- Written problem: In the forum thread below, shorten the paragraph that begins "Not very far depending on traffic" and keep its main facts.

- Document excerpt:
------------------------------------

# What are YOUR opinions on CAL STATE NORTHRIDGE and CAL STATE LA?



## Oquendo (Oct 4, 2008)

These schools are my backup plan just in case I don't get into USC/CHAPMAN/UCLA. It's very likely since the tuition is crazy cheap, which is a bigger factor when it comes to the whole film school debate. 

Anyways, to anybody who's knowledgeable on these Schools:

1. How are the professors?

2. How is the equipment? Any 16mm? Digital? 35mm?

3. Are your films promoted in film festivals?

4. Environment?

5. Networking?

6. Overall Experiance; you get you what pay and vice-versa.

Thank you to anybody who can help!


----------



## hoohaProductions (Oct 5, 2008)

I'm wondering about these schools too, as well as CSU Long Beach. Btw, how far is long beach from LA?


----------



## Oquendo (Oct 5, 2008)

Not very far depending on traffic. I live in the LA area and its within reasonable commuter distance. Average 20-30 minutes by freeway.

Cal State Long Beach is also a school on my list I forgot to mention.

Anyone?


----------



## Winterreverie (Oct 7, 2008)

Don't know much about the original two, But I've heard really good things about Long Beach and have seen some decent projects out of it.


----------



## hoohaProductions (Oct 7, 2008)

Hey thanks Winter. From what you've seen/heard,is it more independent-based, or industry-based? ...Or commercial based?

I have a feeling that's where I'll end up, for financial reasons. 

Also, I'm from out of state, so I have two questions regarding that: 

1.) Do the CSUs usually give heavy preference to in-staters?

2.) Will I get in-state tuition after living there 6 years and becoming a resident?

------------------------------------

- Dataset section:
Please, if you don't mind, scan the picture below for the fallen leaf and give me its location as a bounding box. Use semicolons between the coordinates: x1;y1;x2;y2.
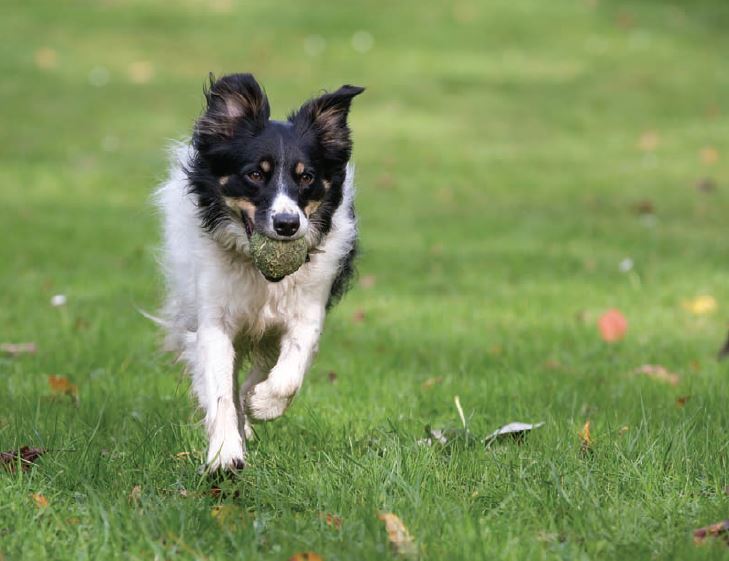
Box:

------------------------------------

- Answer to the task: Long Beach is an easy commute from the LA area, where the writer lives. It's usually 20–30 minutes by freeway, depending on traffic.